■ **Your objective**
Update the lines starting with the line containing "Each <instance> block" and going on through the line containing "positive clicks: (333, 695) (337, 692)", changing "rough mask" to "coarse mask" and leaving everything else as it is.

■ **Exercise inputs**
Content starts
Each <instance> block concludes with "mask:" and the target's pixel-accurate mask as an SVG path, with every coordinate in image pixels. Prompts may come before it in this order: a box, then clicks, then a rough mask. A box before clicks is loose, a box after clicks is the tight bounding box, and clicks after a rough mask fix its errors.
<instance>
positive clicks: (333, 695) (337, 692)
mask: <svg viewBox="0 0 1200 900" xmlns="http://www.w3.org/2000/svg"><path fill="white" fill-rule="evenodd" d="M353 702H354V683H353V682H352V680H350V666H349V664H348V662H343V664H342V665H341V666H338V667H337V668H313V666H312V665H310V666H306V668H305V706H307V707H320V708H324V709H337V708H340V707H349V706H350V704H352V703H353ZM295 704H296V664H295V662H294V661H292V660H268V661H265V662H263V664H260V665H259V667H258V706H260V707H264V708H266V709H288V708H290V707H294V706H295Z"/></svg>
Content ends
Content starts
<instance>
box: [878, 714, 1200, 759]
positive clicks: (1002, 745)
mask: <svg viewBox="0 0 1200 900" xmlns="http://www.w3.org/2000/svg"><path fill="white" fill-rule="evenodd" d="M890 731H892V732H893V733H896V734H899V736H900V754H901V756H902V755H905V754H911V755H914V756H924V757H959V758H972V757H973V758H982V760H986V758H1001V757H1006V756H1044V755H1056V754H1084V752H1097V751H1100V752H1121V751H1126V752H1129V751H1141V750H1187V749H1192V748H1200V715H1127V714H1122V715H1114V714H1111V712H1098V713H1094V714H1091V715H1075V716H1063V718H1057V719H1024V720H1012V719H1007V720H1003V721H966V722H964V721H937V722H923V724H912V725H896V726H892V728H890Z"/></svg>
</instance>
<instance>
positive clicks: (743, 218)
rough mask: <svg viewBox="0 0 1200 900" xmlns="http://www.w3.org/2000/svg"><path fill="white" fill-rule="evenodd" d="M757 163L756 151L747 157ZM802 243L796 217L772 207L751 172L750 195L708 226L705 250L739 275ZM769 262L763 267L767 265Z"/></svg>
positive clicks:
Content ends
■ **Answer to the exercise**
Each <instance> block concludes with "mask:" and the target's pixel-accurate mask as an SVG path, with every coordinate in image pixels. Prompts may come before it in this order: a box, then clicks, then a coarse mask. A box before clicks is loose, a box after clicks is the tight bounding box, and clicks after a coarse mask fix its errors.
<instance>
positive clicks: (333, 695) (337, 692)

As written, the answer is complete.